The chosen block is in the Docker default-addr-pool (`10.0.0.0/8`) but at a different /16 with
no collisions. Host eth0 is `91.98.47.73/32`; tailscale0 is `100.95.31.88/32` — no conflict.
Patch verified, subnet safe, procedure reviewed. See REVIEW-pvfix.md.
---
## Services on proxy (services that will be disrupted)
## Maintenance window executed (2026-06-13T05:3305:46Z)
| Service | Stack | Notes |
|---|---|---|
| traefik_ci_commoninternet_net_app | traefik_ci_commoninternet_net | Traefik router |
| drone_ci_commoninternet_net_app | drone_ci_commoninternet_net | Drone CI |
| ccci-bridge_app | ccci-bridge | PR comment bridge |
| ccci-dashboard_app | ccci-dashboard | CI dashboard |
| ccci-reports_app | ccci-reports | Reports nginx |
| warm-keycloak_ci_commoninternet_net_app | warm-keycloak_ci_commoninternet_net | Warm Keycloak |
**Sequence executed:**
1. Pre-flight: confirmed no active recipe test containers; all stacks infra-only
2. Removed stacks on proxy: traefik, drone, ccci-bridge, ccci-dashboard, ccci-reports, warm-keycloak
3. Drained proxy (watched containers → `{}`)

Stored data
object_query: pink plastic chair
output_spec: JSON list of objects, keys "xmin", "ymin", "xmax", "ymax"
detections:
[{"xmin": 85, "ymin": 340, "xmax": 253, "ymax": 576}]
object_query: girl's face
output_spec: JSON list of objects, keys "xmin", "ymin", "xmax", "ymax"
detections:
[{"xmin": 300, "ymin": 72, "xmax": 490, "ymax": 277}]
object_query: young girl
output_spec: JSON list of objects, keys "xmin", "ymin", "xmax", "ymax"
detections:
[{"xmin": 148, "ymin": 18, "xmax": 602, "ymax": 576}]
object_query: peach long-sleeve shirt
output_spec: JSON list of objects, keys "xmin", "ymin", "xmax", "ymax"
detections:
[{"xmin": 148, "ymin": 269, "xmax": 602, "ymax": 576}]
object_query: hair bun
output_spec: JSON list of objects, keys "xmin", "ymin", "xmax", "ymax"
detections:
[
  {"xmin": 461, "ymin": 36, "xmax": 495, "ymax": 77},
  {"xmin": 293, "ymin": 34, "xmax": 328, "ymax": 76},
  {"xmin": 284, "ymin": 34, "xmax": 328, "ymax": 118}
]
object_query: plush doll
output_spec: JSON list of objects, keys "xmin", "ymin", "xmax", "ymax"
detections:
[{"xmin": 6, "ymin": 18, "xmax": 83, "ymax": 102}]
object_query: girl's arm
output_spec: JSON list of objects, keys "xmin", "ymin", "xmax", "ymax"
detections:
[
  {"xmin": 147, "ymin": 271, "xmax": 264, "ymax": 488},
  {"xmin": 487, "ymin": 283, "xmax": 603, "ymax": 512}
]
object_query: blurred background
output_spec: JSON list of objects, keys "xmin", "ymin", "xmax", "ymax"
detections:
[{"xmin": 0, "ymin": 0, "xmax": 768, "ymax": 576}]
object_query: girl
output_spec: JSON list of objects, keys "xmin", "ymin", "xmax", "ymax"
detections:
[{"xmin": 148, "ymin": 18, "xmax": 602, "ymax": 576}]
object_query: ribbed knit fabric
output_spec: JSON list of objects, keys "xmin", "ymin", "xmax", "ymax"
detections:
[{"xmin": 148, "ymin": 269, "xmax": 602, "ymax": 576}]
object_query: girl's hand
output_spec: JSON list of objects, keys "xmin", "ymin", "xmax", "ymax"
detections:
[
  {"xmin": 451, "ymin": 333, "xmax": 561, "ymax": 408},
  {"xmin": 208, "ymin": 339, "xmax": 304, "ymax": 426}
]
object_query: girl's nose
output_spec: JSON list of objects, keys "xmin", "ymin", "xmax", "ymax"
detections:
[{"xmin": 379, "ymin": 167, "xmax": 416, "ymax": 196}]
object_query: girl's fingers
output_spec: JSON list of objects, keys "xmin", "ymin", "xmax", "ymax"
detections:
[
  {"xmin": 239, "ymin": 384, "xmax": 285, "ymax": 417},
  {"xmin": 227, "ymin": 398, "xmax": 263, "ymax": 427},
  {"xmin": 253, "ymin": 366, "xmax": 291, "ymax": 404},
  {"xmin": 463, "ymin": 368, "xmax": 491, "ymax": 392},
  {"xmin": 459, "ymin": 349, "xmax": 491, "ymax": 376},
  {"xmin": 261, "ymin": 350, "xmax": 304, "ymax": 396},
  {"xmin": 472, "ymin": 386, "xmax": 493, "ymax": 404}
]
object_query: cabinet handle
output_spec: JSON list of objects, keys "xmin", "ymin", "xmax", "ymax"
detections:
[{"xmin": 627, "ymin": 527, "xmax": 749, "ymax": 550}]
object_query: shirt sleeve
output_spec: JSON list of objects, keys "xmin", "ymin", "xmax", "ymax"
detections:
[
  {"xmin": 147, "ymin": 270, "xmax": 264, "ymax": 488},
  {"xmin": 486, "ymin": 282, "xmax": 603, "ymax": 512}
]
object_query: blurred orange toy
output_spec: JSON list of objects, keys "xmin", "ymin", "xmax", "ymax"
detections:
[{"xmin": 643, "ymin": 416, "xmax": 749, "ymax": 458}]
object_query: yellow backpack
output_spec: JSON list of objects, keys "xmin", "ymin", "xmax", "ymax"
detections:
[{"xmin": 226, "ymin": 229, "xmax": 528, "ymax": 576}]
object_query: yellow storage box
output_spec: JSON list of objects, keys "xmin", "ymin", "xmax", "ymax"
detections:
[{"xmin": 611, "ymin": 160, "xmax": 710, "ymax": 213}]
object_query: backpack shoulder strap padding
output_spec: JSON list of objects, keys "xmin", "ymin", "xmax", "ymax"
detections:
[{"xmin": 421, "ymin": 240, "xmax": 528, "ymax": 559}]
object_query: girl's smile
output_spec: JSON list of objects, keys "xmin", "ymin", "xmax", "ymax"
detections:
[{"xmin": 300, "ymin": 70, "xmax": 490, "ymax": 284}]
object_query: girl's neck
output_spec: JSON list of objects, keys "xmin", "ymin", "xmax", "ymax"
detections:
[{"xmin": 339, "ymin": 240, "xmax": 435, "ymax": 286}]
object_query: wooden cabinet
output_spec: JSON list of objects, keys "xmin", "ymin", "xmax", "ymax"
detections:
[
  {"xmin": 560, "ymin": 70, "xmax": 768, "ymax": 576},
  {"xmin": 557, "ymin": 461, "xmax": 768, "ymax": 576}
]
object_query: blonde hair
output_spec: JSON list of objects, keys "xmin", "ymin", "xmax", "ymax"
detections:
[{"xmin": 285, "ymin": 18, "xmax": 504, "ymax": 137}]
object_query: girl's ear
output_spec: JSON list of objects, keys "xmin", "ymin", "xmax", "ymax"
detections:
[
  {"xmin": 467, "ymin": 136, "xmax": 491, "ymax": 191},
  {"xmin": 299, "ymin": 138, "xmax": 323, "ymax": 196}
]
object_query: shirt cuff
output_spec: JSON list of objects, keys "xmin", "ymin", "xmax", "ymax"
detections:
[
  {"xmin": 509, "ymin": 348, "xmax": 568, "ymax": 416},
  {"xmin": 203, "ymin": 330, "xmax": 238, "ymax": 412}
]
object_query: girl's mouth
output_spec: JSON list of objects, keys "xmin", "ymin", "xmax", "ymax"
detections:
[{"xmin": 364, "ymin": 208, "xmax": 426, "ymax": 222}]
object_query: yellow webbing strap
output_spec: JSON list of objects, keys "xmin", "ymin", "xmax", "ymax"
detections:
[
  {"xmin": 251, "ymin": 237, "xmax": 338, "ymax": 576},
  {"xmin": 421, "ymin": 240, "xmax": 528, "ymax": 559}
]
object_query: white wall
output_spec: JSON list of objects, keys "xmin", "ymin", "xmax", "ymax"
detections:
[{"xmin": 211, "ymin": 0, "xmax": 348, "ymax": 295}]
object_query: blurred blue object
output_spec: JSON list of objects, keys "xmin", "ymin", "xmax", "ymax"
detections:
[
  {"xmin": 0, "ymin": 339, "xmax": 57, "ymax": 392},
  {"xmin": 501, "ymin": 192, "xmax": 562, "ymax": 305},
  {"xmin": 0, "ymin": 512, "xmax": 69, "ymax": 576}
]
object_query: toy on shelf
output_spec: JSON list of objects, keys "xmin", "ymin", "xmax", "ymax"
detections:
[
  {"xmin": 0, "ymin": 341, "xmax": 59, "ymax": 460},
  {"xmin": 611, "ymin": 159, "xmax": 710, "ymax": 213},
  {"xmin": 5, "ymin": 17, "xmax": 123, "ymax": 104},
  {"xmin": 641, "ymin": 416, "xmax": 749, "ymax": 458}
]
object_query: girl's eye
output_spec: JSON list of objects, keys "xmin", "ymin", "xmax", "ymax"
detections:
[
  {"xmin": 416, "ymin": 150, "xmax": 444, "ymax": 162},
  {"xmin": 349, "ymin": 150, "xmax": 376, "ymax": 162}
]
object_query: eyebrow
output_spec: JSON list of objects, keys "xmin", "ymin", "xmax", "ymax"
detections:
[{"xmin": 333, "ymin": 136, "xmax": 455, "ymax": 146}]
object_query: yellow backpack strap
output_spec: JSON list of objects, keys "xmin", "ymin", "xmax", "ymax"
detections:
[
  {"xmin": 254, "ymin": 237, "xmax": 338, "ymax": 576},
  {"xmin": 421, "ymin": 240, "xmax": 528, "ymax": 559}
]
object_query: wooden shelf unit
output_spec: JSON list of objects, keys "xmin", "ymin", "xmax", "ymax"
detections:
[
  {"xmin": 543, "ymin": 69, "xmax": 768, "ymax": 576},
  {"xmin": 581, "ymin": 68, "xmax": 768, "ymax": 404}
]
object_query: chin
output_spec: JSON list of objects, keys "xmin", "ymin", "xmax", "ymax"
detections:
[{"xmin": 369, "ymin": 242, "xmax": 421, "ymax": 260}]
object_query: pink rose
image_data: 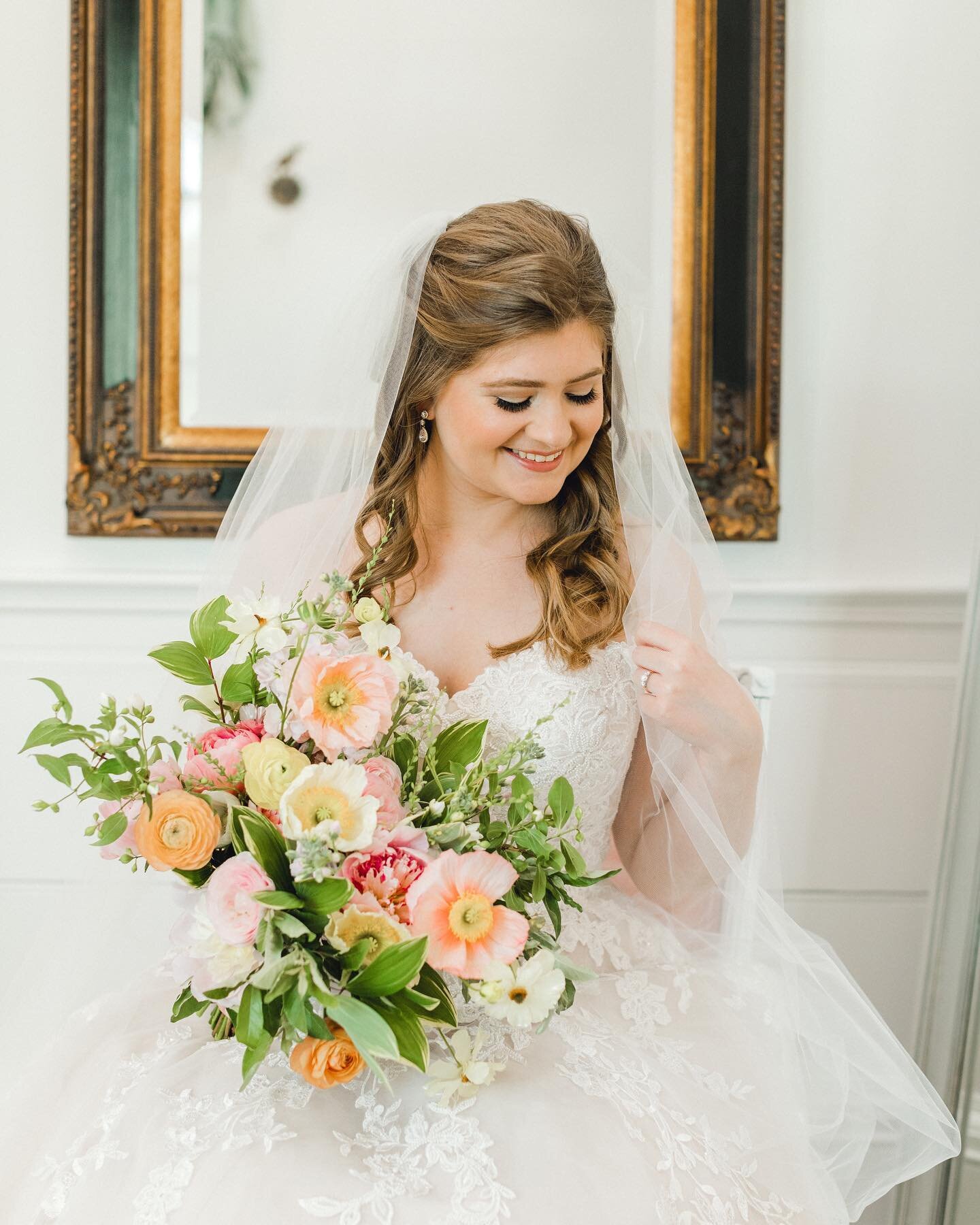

• [Complete the following]:
A. State whether each statement agrees with the maintenance log, answering yes or no and quoting the deciding words from the log: (i) Host eth0 has the address 91.98.47.73/32. (ii) The tailscale0 address conflicts with the chosen block. (iii) The ccci-reports service is noted as a CI dashboard.
B. List every stack that the maintenance log says was removed on proxy.
C. Repeat the stretch of the maintenance log from "The chosen block" through "reviewed. See REVIEW-pvfix.md.".
The lines of stored data play no part in this work.

• [Expected results]:
A.
(i) Yes: "Host eth0 is `91.98.47.73/32`"
(ii) No: "tailscale0 is `100.95.31.88/32` — no conflict"
(iii) No: "| ccci-reports_app | ccci-reports | Reports nginx |"

B. traefik, drone, ccci-bridge, ccci-dashboard, ccci-reports, warm-keycloak

C.
The chosen block is in the Docker default-addr-pool (`10.0.0.0/8`) but at a different /16 with
no collisions. Host eth0 is `91.98.47.73/32`; tailscale0 is `100.95.31.88/32` — no conflict.
Patch verified, subnet safe, procedure reviewed. See REVIEW-pvfix.md.